*EXERCISE DETAILS*
Reproduce, character for character, the part of the rows below that opens with the line containing "Task: point out the dry" and closes with the line containing "[[149, 271], [252, 294]]", including both of those lines. Output only that part.

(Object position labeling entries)
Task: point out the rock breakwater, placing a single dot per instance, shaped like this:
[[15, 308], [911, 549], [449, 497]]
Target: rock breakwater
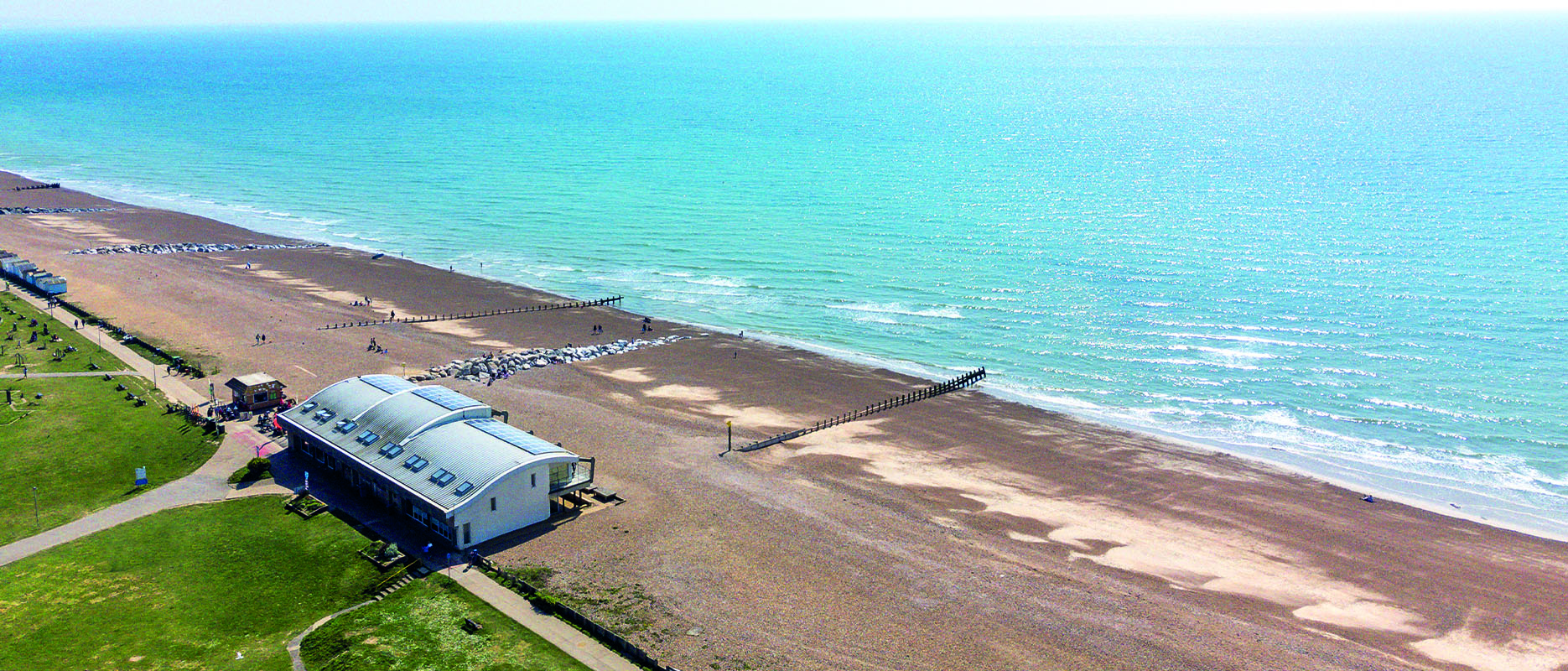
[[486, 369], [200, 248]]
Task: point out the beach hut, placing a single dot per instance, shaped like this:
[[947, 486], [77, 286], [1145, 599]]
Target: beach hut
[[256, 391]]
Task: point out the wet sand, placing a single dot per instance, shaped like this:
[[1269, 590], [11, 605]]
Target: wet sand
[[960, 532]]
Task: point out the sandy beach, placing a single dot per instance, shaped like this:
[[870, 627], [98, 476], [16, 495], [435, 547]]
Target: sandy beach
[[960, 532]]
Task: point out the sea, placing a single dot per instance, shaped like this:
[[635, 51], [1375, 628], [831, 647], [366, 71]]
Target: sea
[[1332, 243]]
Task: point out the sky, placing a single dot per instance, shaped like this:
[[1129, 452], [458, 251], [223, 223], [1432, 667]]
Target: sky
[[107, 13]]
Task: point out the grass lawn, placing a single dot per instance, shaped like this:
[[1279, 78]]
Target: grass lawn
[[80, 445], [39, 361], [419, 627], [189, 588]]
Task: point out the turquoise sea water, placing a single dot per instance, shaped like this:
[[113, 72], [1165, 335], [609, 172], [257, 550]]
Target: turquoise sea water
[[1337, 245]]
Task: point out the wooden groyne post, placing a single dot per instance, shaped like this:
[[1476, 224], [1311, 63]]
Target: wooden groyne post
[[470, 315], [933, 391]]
...
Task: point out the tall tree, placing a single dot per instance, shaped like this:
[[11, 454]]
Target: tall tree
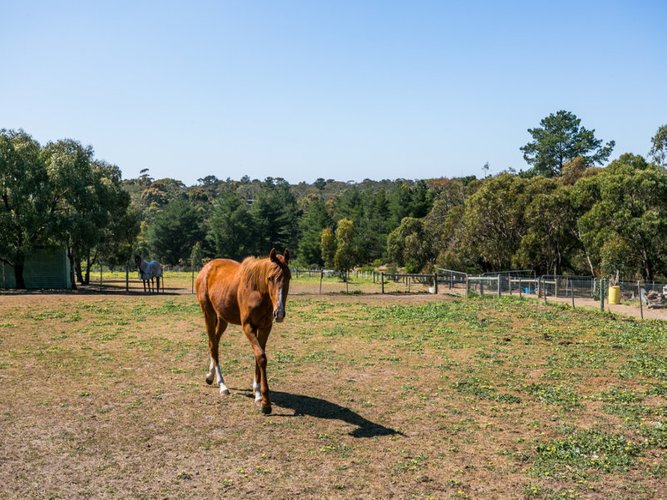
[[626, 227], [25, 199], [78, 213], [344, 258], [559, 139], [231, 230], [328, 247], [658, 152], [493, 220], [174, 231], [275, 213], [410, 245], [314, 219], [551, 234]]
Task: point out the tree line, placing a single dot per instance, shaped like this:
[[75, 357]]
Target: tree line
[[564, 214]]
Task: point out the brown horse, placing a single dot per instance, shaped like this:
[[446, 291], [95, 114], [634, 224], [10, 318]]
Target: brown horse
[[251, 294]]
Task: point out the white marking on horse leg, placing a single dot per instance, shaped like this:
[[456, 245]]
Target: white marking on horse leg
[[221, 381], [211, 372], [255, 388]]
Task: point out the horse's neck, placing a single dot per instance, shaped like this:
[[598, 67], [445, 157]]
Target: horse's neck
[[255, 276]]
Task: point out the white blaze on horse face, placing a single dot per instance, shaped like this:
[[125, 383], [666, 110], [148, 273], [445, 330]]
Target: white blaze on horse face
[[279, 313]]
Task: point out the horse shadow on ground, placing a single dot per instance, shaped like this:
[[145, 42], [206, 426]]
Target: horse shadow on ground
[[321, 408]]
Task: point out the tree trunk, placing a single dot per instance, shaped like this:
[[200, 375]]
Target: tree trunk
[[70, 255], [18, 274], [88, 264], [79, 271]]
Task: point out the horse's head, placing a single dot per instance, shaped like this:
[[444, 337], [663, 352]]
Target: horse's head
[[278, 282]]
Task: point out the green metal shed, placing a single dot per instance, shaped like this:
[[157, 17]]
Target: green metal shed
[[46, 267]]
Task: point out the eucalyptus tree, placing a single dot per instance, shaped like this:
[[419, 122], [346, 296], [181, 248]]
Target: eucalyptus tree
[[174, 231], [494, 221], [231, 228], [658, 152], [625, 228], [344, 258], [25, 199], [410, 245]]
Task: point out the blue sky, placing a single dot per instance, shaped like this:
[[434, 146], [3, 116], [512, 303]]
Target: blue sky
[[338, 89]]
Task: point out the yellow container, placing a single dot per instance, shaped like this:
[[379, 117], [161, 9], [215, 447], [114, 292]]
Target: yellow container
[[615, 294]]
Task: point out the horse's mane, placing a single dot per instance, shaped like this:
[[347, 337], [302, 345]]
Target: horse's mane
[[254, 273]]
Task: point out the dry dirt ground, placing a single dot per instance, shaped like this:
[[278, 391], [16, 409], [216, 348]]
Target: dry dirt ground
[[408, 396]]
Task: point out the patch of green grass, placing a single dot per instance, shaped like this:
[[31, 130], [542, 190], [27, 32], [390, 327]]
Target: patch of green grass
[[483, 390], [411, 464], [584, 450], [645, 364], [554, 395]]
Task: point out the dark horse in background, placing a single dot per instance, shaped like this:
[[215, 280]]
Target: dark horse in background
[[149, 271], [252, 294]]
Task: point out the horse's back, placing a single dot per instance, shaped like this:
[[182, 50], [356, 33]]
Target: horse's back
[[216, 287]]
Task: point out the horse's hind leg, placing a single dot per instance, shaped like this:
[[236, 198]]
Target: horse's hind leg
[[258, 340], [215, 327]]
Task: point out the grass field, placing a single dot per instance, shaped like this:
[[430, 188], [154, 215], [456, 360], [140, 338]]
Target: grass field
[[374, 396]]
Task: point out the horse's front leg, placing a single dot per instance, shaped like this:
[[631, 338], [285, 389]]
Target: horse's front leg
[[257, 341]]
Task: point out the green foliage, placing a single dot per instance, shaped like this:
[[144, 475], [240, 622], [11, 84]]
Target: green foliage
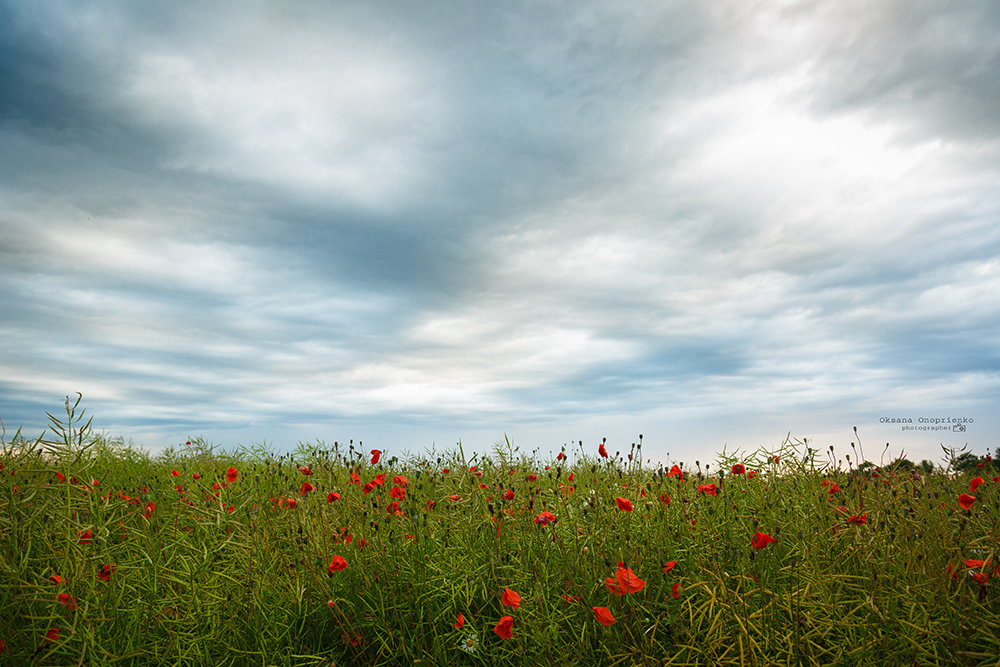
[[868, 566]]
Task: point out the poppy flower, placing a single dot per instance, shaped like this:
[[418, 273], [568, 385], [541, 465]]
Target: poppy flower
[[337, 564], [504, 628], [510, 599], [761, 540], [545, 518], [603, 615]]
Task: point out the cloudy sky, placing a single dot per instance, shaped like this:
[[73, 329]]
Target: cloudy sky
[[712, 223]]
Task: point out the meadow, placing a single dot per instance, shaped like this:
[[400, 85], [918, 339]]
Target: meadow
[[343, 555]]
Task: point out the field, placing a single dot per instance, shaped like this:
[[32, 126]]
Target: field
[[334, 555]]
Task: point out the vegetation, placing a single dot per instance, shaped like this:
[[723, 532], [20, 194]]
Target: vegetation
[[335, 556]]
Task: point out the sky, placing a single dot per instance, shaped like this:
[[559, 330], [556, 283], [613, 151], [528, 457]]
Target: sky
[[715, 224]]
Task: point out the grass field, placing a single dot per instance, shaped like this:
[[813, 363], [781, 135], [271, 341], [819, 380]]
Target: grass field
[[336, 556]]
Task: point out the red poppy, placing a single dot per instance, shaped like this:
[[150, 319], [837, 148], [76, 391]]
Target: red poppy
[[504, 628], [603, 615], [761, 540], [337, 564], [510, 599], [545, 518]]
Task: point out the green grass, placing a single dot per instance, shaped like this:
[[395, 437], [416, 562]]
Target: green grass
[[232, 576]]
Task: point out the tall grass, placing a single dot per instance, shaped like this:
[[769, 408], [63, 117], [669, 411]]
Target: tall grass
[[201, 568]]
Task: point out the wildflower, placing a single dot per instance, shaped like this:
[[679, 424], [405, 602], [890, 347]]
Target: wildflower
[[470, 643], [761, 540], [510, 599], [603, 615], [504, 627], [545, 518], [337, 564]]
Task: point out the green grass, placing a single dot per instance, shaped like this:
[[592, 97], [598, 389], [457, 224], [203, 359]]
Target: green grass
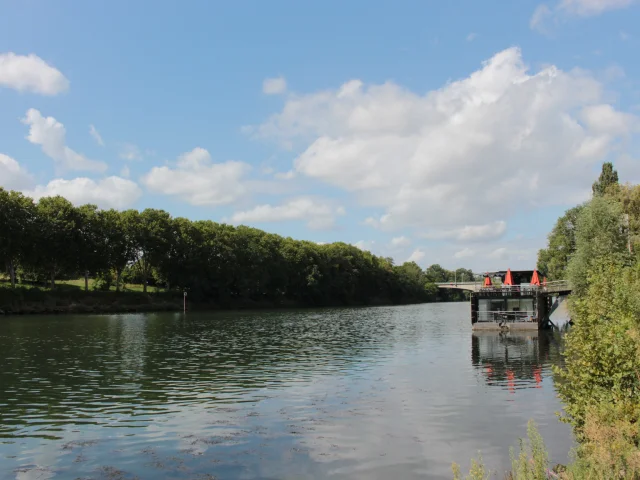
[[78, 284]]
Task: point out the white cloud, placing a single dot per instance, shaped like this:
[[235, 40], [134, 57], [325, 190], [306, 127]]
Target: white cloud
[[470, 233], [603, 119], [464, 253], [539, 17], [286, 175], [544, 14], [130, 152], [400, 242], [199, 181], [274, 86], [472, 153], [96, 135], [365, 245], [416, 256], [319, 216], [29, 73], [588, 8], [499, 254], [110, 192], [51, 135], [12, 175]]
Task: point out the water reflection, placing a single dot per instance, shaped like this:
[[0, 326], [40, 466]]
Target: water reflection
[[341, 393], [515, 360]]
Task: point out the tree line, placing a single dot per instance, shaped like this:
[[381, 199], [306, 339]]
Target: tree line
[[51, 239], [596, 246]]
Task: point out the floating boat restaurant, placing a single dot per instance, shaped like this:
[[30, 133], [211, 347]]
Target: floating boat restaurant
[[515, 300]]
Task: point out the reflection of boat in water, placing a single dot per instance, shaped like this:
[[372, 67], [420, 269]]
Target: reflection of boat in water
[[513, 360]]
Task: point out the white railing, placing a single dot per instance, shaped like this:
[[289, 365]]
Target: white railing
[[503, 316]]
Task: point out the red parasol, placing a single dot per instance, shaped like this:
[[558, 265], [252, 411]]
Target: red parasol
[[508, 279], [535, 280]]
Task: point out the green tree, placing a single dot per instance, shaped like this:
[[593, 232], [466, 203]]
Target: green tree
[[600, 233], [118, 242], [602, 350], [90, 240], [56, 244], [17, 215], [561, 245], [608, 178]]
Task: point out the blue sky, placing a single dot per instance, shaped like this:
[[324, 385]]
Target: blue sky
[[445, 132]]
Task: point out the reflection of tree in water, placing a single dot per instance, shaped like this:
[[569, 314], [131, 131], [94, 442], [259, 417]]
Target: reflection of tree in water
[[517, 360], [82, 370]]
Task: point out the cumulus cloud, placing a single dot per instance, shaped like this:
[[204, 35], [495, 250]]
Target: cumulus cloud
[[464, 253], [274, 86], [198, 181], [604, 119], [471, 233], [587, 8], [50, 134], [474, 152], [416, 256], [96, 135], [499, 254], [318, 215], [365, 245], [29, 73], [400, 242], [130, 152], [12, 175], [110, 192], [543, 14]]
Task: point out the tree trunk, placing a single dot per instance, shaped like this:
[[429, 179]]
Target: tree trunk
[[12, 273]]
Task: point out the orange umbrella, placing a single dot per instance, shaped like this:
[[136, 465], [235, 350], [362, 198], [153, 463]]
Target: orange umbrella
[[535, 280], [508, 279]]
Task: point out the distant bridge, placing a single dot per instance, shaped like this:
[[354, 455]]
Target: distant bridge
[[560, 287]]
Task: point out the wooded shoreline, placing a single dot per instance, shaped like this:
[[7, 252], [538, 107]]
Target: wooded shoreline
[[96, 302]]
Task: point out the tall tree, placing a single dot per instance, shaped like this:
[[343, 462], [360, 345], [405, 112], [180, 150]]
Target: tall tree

*EXPECTED OUTPUT*
Task: point out the dry dirt ground, placing a single dot per instance, shaped like this:
[[278, 391], [16, 409], [216, 348]]
Target: dry dirt ground
[[408, 396]]
Task: point out the patch of green grass, placing a single dot per instance, shaped like this:
[[31, 130], [542, 190], [27, 32], [390, 327]]
Target: patch of green grass
[[483, 390], [411, 464], [584, 450], [645, 364], [554, 395]]
Task: point out the dark horse in background, placing a single dot per instance, shaped like this:
[[215, 280]]
Target: dark horse in background
[[149, 271], [252, 294]]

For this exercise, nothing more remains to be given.